(Stored data entries)
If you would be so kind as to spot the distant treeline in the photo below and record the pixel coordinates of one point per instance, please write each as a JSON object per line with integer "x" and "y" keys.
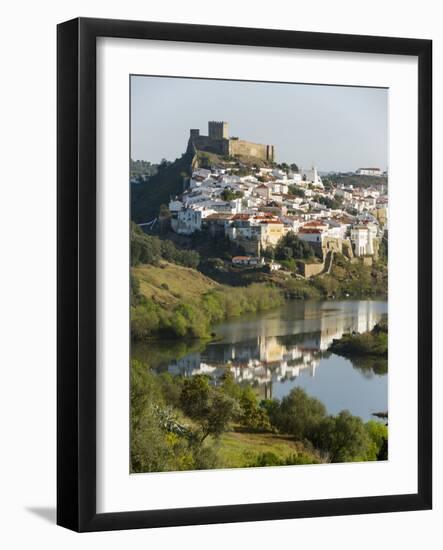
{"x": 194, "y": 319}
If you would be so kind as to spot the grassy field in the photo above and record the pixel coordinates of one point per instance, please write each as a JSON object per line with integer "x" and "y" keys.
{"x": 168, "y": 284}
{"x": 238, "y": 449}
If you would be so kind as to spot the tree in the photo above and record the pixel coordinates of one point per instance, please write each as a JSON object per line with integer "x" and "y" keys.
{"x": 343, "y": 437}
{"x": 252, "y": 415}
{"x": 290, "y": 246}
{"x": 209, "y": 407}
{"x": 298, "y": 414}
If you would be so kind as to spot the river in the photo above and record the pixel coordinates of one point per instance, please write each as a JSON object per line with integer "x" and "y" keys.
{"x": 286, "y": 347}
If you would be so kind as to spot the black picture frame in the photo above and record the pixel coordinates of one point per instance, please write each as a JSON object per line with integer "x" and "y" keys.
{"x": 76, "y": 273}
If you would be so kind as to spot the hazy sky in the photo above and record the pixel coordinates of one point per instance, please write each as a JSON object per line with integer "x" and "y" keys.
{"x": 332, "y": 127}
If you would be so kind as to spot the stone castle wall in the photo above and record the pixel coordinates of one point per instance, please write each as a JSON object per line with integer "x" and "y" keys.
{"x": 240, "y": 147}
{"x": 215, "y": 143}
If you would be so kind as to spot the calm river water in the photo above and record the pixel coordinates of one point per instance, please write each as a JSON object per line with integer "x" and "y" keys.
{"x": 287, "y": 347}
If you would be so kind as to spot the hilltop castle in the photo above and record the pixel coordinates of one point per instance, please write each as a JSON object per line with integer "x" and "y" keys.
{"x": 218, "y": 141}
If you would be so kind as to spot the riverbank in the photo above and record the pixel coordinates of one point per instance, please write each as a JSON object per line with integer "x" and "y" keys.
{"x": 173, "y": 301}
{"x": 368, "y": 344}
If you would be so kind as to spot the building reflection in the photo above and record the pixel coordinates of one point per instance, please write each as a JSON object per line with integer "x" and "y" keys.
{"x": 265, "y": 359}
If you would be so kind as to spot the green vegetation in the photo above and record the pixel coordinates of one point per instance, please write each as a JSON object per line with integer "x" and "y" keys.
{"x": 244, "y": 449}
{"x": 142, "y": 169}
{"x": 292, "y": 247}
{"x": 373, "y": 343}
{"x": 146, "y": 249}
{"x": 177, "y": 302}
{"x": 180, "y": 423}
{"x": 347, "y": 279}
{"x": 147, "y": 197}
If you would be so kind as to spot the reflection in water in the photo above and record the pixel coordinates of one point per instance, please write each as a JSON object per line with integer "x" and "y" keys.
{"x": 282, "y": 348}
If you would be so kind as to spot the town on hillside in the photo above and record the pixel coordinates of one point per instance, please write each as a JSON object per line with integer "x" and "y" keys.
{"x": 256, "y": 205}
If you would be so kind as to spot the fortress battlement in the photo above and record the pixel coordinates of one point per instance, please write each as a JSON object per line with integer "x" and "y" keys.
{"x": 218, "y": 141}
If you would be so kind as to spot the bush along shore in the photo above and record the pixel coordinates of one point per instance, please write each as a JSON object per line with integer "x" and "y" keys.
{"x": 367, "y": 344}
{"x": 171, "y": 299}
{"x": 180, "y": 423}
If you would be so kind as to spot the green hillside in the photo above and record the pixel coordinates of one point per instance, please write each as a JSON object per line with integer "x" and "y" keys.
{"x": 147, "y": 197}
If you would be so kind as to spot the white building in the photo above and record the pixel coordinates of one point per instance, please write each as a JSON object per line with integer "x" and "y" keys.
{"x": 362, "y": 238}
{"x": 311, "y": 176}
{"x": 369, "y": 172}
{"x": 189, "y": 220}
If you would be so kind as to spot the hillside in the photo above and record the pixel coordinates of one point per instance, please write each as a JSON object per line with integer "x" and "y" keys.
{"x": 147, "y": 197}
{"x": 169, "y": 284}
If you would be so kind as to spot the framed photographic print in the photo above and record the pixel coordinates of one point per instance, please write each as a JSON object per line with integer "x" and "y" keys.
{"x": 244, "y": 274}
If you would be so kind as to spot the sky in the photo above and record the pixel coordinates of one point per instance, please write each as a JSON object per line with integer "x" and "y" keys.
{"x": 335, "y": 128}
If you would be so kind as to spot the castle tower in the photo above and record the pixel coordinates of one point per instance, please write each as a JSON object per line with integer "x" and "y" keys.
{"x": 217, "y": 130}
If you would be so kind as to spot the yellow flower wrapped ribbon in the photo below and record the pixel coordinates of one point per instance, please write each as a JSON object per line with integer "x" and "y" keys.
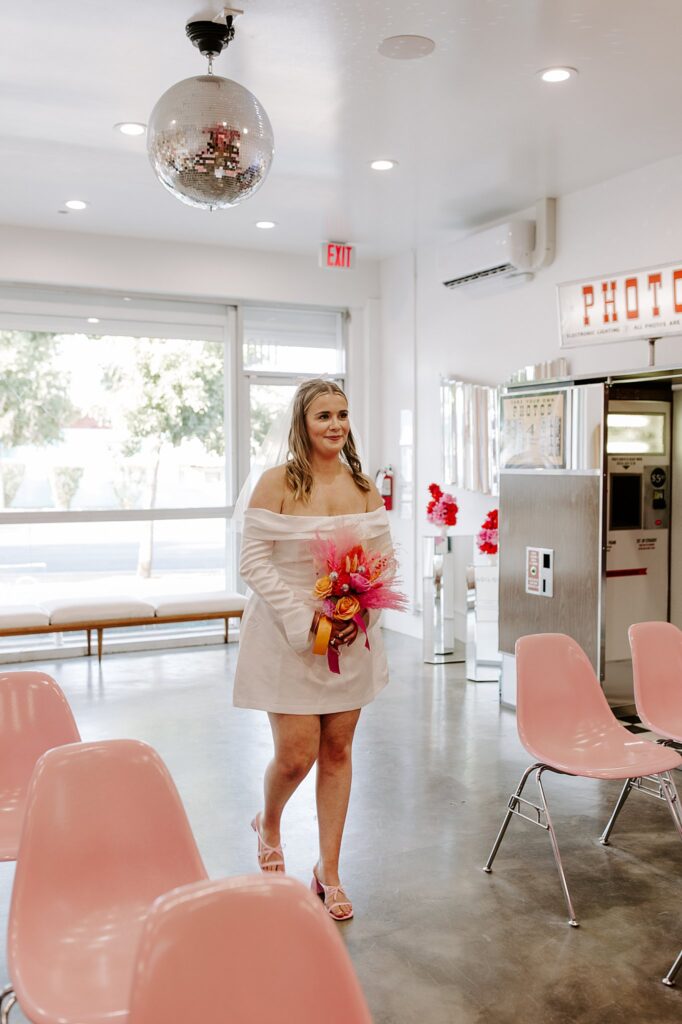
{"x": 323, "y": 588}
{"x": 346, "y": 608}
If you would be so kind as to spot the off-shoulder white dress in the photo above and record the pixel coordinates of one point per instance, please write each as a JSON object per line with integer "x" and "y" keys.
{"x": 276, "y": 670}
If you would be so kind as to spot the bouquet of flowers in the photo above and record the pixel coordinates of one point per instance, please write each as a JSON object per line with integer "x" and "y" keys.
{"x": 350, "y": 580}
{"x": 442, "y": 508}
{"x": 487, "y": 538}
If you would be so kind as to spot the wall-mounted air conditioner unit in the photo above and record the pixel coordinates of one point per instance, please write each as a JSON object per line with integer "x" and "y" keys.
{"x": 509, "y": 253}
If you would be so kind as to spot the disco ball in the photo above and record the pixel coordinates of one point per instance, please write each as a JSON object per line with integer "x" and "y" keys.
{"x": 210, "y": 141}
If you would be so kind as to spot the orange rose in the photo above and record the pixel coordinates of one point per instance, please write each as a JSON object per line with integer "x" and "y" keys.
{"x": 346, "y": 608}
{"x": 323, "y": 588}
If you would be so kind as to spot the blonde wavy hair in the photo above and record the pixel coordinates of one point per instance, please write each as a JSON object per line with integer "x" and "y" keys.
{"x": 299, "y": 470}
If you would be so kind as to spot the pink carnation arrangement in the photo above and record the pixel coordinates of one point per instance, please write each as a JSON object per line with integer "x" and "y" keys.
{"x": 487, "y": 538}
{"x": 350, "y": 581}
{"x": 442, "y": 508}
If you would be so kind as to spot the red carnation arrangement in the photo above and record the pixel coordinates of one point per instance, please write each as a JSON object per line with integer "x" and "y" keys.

→ **Task statement**
Line by line, print the records exactly, leaving the pictures behind.

→ **Task solution**
If you would be so kind as to spot the distant treeline in the photo below and record the pixel coordinates of one point per instance, please write each as a JSON object per line with integer "x" and "y" keys.
{"x": 194, "y": 319}
If you would be so kind as to spot the grassy field in the photo above and record the pixel coordinates of one point per instance, please write each as a JSON object per line with integer "x" and "y" keys.
{"x": 168, "y": 284}
{"x": 238, "y": 449}
If you would be so kind as to spot the tree in the photo above and record the pixel coordinates of one point per instance, please write each as a JSON object per line with integer "x" and "y" keys.
{"x": 343, "y": 437}
{"x": 252, "y": 415}
{"x": 290, "y": 246}
{"x": 209, "y": 407}
{"x": 298, "y": 414}
If you would be so kind as to spot the river in the photo above and record the pixel coordinates of one point per instance, please write each as a JSON object per line with integer "x" and "y" keys.
{"x": 286, "y": 347}
If you would be so kind as to spot the black picture frame in the photo above and record the pixel coordinates of one point per instance, please write each as a JSON object per line with integer "x" and "y" keys.
{"x": 76, "y": 273}
If you would be so kind as to spot the hazy sky in the photo above and record the pixel coordinates of one point per instance, please write each as a JSON object per line with integer "x" and "y" keys.
{"x": 332, "y": 127}
If you would be so kind as to spot the stone castle wall in the photo above and record the pixel coordinates of one point per instance, please write each as a JSON object per line with integer "x" and "y" keys.
{"x": 240, "y": 147}
{"x": 215, "y": 143}
If you would be so kind as to spot the calm river water in the photo above and record the pixel coordinates of one point per instance, please write each as a JSON object per line with integer "x" and "y" keys.
{"x": 287, "y": 347}
If you would be so kind as to spot the hilltop castle in the photo above and record the pixel coordinates of one point per instance, please write each as a JSON object per line with integer "x" and "y" keys.
{"x": 218, "y": 141}
If you would be so kind as to spot the riverbank in the photo above and record the pixel coordinates of one point per instance, please write each as a JSON object per line with integer "x" and "y" keys.
{"x": 173, "y": 301}
{"x": 368, "y": 344}
If you would be so kind as to spot the building reflection in the photo above and record the pixel coordinates of one point per instance, please write each as a JSON object per line with integer "x" and "y" keys.
{"x": 265, "y": 359}
If you would be so kind as to spot the green vegetation in the photo above and record the pixel coordinates of one point per instance, please write each as a JSON object per line with integer "x" and "y" keys.
{"x": 244, "y": 449}
{"x": 142, "y": 169}
{"x": 292, "y": 247}
{"x": 373, "y": 343}
{"x": 146, "y": 249}
{"x": 177, "y": 302}
{"x": 180, "y": 423}
{"x": 347, "y": 279}
{"x": 147, "y": 197}
If you would be so kind as to spot the reflection in water in the photo above and record the pixel coordinates of one point per instance, please write each as a JSON object per line with integer "x" and "y" keys.
{"x": 282, "y": 348}
If you would be so kind as to spot the town on hillside in the photo above and record the pixel coordinates of one point per instance, please write each as a JSON object per line with integer "x" and "y" keys.
{"x": 256, "y": 205}
If you would be so kind as to spot the fortress battlement in the photo above and record the pixel coordinates of one point per instance, please write each as a JSON object per line with integer "x" and "y" keys.
{"x": 218, "y": 141}
If you would be so kind as to spot the bush along shore in the photo above and record the pixel coordinates of one point per instance, please write each as a JSON object per line with integer "x" and "y" keys.
{"x": 367, "y": 344}
{"x": 171, "y": 299}
{"x": 180, "y": 423}
If you would be so kind as to spot the green hillside in the photo above and record the pixel coordinates of one point per instance, please write each as a JSON object per line with integer "x" and "y" keys.
{"x": 147, "y": 197}
If you would be so kind as to spot the white building in the photo above and record the pixel coordinates of one point per instance, please write each as a JSON object per line with integer "x" and "y" keys.
{"x": 362, "y": 238}
{"x": 311, "y": 176}
{"x": 369, "y": 172}
{"x": 189, "y": 220}
If you would be so kind as to spot the hillside in the photo above and record the pixel coordinates of one point per instance, please write each as a JSON object per line with integer "x" and "y" keys.
{"x": 147, "y": 197}
{"x": 169, "y": 284}
If you would be so kind as to spot the framed photographic print in the photo above and record the pixel coordinates of one point per instance, please write each as a JSON object per line with integer "x" and "y" keys.
{"x": 244, "y": 274}
If you would be so kind as to spot the sky in the photo above and record the pixel coordinates of one point per instance, please write each as a JSON object per line with integer "x" and "y" keys.
{"x": 335, "y": 128}
If you would be so kind as to spot the castle tower in the photo above and record the pixel coordinates of one point per instance, please write each as a JSON object per line with integer "x" and "y" keys.
{"x": 217, "y": 130}
If you would be so kind as to spot the yellow flower wrapped ribbon in the photo below and record the pixel coordinates of one point per instance, please write each as a JSON object per line with integer "x" and "y" keys.
{"x": 323, "y": 588}
{"x": 346, "y": 608}
If you would be so kind as to spot the off-shoulder white dress in the photo above and record the pixel coordinates of one point per instance, please write each as a JSON object per line with integer "x" and "y" keys.
{"x": 276, "y": 670}
If you would be so kind as to spot the bouquet of flowers in the photo above and record the pixel coordinates of one point per instance, please write each as a JSON object per line with integer "x" and "y" keys.
{"x": 350, "y": 580}
{"x": 442, "y": 508}
{"x": 487, "y": 538}
If you would be so kind as to spot the wall-mounted air conditioner unit in the photo above and record the pixel coordinates of one point per instance, please write each as a JSON object per line with integer "x" and "y" keys.
{"x": 509, "y": 253}
If you would be so kind as to spot the disco ball in the photo above and record the pixel coordinates of one point per instance, please write each as a JSON object per line with integer "x" and "y" keys.
{"x": 210, "y": 141}
If you would be so kind as to spot the orange rose in the photo above and record the pixel coordinates of one point per instance, please write each as a JSON object per line with integer "x" and "y" keys.
{"x": 346, "y": 608}
{"x": 323, "y": 588}
If you would be so kind as to spot the blonde wavy hair in the photo above and record the pixel coordinates of one point per instance, please write each as a JSON object per line with integer "x" and "y" keys.
{"x": 299, "y": 470}
If you would be so kind as to spot the pink carnation arrangement in the photo above and record the pixel coordinates of one point per instance, please write each as a JSON object per line with integer "x" and "y" keys.
{"x": 487, "y": 538}
{"x": 350, "y": 581}
{"x": 442, "y": 508}
If you would be so kind as to spot the red carnation arrangement in the photo above and record the pixel coordinates of one point per instance, please write each as a JSON object per line with integer "x" and "y" keys.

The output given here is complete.